▶ **Problem to work on**
Copy every line of the material below word for word, leaving out the pictures.

▶ **Given records**

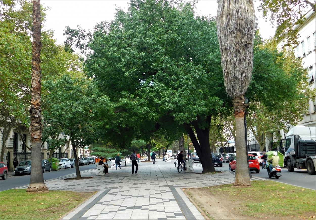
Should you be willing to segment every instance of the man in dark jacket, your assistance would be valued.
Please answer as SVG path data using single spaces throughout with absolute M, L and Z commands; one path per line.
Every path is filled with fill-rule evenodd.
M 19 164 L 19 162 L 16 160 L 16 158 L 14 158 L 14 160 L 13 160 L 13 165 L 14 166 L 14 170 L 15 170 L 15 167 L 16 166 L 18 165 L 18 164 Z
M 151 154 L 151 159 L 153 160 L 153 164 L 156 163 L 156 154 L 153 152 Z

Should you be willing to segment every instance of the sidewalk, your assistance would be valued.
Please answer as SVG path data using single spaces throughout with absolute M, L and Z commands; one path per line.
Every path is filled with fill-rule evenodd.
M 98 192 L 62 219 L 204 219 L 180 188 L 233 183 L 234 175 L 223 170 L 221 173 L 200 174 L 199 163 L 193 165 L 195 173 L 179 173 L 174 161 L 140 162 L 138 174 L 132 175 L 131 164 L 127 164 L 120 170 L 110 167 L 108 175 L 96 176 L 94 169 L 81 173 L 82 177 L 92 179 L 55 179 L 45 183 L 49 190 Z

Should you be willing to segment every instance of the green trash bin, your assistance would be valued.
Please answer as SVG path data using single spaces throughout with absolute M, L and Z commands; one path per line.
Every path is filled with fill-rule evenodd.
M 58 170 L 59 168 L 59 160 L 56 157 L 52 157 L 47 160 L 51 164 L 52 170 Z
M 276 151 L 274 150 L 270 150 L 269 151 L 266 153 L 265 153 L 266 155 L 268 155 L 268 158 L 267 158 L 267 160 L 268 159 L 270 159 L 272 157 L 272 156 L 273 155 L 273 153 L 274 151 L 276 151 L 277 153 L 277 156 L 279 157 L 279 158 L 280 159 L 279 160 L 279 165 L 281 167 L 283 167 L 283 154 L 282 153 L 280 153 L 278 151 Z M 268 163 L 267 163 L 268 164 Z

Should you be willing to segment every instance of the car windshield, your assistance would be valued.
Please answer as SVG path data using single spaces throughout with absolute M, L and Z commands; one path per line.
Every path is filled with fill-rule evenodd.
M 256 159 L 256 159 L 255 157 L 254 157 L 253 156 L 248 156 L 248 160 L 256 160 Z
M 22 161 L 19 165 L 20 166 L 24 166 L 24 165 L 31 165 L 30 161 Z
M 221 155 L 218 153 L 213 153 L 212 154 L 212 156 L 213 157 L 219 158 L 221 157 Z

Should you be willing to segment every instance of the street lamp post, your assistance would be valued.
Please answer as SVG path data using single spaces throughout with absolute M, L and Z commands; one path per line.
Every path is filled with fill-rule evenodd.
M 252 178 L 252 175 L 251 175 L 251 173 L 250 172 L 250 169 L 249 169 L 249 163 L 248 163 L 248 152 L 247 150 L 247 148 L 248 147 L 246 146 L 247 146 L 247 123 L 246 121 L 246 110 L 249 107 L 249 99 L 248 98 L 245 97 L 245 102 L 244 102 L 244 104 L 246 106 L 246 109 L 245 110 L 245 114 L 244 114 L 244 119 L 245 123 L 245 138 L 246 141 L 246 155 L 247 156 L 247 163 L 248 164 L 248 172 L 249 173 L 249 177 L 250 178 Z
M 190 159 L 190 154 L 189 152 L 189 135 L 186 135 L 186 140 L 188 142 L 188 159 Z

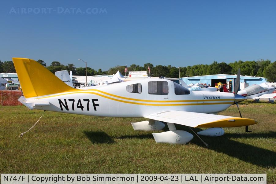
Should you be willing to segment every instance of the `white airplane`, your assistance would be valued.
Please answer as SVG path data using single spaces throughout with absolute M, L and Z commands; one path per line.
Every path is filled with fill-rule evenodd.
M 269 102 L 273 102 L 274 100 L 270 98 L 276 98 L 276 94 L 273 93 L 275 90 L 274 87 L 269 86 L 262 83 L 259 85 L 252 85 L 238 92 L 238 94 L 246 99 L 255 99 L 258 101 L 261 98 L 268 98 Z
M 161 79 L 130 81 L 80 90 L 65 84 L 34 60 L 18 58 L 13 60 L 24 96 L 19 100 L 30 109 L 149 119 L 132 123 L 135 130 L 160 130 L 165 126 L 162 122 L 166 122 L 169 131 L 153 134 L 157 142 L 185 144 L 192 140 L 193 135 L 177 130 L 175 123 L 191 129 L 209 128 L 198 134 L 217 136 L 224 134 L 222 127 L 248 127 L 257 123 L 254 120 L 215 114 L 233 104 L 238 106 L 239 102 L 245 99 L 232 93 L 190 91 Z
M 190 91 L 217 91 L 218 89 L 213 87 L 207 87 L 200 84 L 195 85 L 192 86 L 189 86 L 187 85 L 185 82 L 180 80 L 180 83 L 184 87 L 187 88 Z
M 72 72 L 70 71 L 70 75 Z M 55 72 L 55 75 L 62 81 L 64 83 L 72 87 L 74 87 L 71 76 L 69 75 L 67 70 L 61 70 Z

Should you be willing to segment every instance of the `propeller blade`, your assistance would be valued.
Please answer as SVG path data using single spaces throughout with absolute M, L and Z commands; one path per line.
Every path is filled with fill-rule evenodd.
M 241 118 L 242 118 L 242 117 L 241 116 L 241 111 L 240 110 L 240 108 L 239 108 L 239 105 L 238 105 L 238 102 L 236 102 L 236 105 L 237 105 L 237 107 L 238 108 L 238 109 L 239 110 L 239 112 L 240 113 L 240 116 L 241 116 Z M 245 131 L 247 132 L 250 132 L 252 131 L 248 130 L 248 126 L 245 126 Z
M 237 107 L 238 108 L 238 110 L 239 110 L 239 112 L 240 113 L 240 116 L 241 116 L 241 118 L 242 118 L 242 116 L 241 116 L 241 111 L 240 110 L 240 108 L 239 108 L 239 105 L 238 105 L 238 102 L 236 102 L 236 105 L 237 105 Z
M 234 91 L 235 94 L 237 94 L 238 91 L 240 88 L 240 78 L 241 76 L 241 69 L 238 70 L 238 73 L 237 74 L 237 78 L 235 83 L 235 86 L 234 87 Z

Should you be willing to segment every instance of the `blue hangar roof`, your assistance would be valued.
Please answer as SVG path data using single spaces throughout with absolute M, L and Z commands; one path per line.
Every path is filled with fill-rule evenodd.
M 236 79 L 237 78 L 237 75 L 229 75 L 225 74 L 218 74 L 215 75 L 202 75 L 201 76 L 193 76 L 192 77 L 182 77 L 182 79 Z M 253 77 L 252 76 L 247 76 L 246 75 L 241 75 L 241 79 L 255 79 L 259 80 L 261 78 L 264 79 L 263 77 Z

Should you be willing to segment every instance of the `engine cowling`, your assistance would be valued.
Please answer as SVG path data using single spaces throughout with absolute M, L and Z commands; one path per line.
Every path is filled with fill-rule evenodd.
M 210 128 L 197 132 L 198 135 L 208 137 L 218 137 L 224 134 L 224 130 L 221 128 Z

▶ **Exercise output**
Should you be willing to segment every instance of the man in dark jacket, your assistance would be valued.
Please answer as SVG path data using single spaces throughout with absolute M, L and Z commands; one path per line.
Every path is filled with fill-rule evenodd.
M 19 164 L 19 162 L 16 160 L 16 158 L 14 158 L 14 160 L 13 160 L 13 165 L 14 166 L 14 170 L 15 170 L 15 167 L 16 166 L 18 165 L 18 164 Z
M 151 154 L 151 159 L 153 160 L 153 164 L 156 163 L 156 154 L 153 152 Z

Should you be willing to segment every instance of the sidewalk, your assistance would be valued.
Please answer as SVG path data using single spaces throughout with absolute M, L and Z commands; one path per line.
Every path is filled with fill-rule evenodd.
M 98 192 L 62 219 L 204 219 L 180 188 L 233 183 L 234 175 L 223 170 L 221 173 L 200 174 L 199 163 L 193 165 L 195 173 L 179 173 L 174 161 L 140 162 L 138 174 L 132 175 L 131 164 L 127 164 L 120 170 L 110 167 L 108 175 L 96 176 L 94 169 L 81 173 L 82 177 L 92 179 L 55 179 L 45 183 L 49 190 Z

Should you be willing to segment every instance of the green trash bin, your assistance would be valued.
Please answer as SVG path data using single spaces throughout with absolute M, L and Z commands; one path per line.
Every path is filled with fill-rule evenodd.
M 58 170 L 59 168 L 59 160 L 56 157 L 52 157 L 47 160 L 51 164 L 52 170 Z
M 276 151 L 274 150 L 270 150 L 269 151 L 266 153 L 265 153 L 266 155 L 268 155 L 268 158 L 267 158 L 267 160 L 268 159 L 270 159 L 272 157 L 272 156 L 273 155 L 273 153 L 274 151 L 276 151 L 277 153 L 277 156 L 279 157 L 279 158 L 280 159 L 279 160 L 279 165 L 281 167 L 283 167 L 283 154 L 282 153 L 280 153 L 278 151 Z M 268 163 L 267 163 L 268 164 Z

Should you be willing to segment every instance of the car windshield, your assistance would be valued.
Please answer as SVG path data using single spaces throughout with absolute M, L and Z commands; one path per line.
Every path is filled with fill-rule evenodd.
M 256 159 L 256 159 L 255 157 L 254 157 L 253 156 L 248 156 L 248 160 L 256 160 Z
M 22 161 L 19 165 L 20 166 L 24 166 L 24 165 L 31 165 L 30 161 Z
M 221 155 L 218 153 L 213 153 L 212 154 L 212 156 L 213 157 L 219 158 L 221 157 Z

Should you be willing to segment every instance of the street lamp post, your assistance would be valued.
Please answer as SVG path data using single spaces throughout with absolute M, L and Z commands; one path per line.
Every path is filled with fill-rule evenodd.
M 252 178 L 252 175 L 251 175 L 251 173 L 250 172 L 250 169 L 249 169 L 249 163 L 248 163 L 248 152 L 247 150 L 247 148 L 248 147 L 246 146 L 247 146 L 247 123 L 246 121 L 246 110 L 249 107 L 249 99 L 248 98 L 245 97 L 245 102 L 244 102 L 244 104 L 246 106 L 246 109 L 245 110 L 245 114 L 244 114 L 244 119 L 245 123 L 245 138 L 246 141 L 246 155 L 247 156 L 247 163 L 248 164 L 248 172 L 249 173 L 249 177 L 250 178 Z
M 190 159 L 190 154 L 189 152 L 189 135 L 186 135 L 186 140 L 188 142 L 188 159 Z

Should you be willing to segment every instance of the `white airplane`, your assistance would be valued.
Please answer as SVG path data using single spaces throughout with absolute M, L and Z commands; one path per line.
Every path is filled with fill-rule evenodd.
M 269 102 L 273 102 L 274 100 L 270 98 L 276 98 L 276 94 L 273 93 L 275 90 L 274 87 L 269 86 L 262 83 L 259 85 L 252 85 L 238 92 L 238 94 L 246 99 L 255 99 L 258 101 L 261 98 L 268 98 Z
M 161 79 L 130 81 L 80 90 L 65 84 L 34 60 L 18 58 L 13 60 L 24 96 L 19 100 L 30 109 L 149 119 L 132 123 L 135 130 L 160 130 L 165 126 L 162 122 L 166 122 L 169 131 L 153 134 L 157 142 L 185 144 L 192 140 L 193 135 L 177 130 L 175 123 L 191 129 L 209 128 L 198 134 L 217 136 L 224 134 L 222 127 L 248 127 L 257 123 L 254 120 L 215 114 L 233 104 L 238 106 L 239 102 L 245 99 L 232 93 L 190 91 Z
M 190 91 L 217 91 L 218 89 L 213 87 L 207 87 L 200 84 L 195 85 L 192 86 L 189 86 L 187 85 L 185 82 L 180 80 L 180 83 L 184 87 L 187 88 Z
M 72 72 L 70 71 L 70 75 Z M 55 72 L 55 75 L 62 81 L 64 83 L 72 87 L 74 87 L 71 76 L 69 75 L 67 70 L 61 70 Z

Should you be willing to segment every instance of the `propeller blade`, your assistance would be valued.
Please answer as SVG path data using single spaces throughout with absolute M, L and Z commands; one path per line.
Every path is filled with fill-rule evenodd.
M 241 118 L 242 118 L 242 117 L 241 116 L 241 111 L 240 110 L 240 108 L 239 108 L 239 105 L 238 105 L 238 102 L 236 102 L 236 105 L 237 105 L 237 107 L 238 108 L 238 109 L 239 110 L 239 112 L 240 113 L 240 116 L 241 116 Z M 245 131 L 247 132 L 250 132 L 252 131 L 248 130 L 248 126 L 245 126 Z
M 237 107 L 238 108 L 238 110 L 239 110 L 239 112 L 240 113 L 240 116 L 241 116 L 241 118 L 242 118 L 242 116 L 241 116 L 241 111 L 240 110 L 240 108 L 239 108 L 239 105 L 238 105 L 238 102 L 236 102 L 236 105 L 237 105 Z
M 234 91 L 235 94 L 237 94 L 238 91 L 240 88 L 240 78 L 241 76 L 241 69 L 238 70 L 238 73 L 237 74 L 237 78 L 235 83 L 235 86 L 234 87 Z

Should you be willing to segment every instance of the `blue hangar roof`, your assistance would be valued.
Please answer as SVG path data using single spaces throughout with absolute M, L and Z commands; one path per line.
Every path is filled with fill-rule evenodd.
M 236 79 L 237 78 L 237 75 L 229 75 L 225 74 L 218 74 L 215 75 L 202 75 L 201 76 L 193 76 L 192 77 L 182 77 L 182 79 Z M 253 77 L 252 76 L 247 76 L 246 75 L 241 75 L 241 79 L 255 79 L 259 80 L 261 78 L 264 79 L 263 77 Z

Should you be willing to segment every instance of the `engine cowling`, your assistance would be valued.
Please answer as SVG path data using single spaces throughout with absolute M, L and Z commands; one path per line.
Every path is filled with fill-rule evenodd.
M 210 128 L 197 132 L 198 135 L 208 137 L 218 137 L 224 134 L 224 130 L 221 128 Z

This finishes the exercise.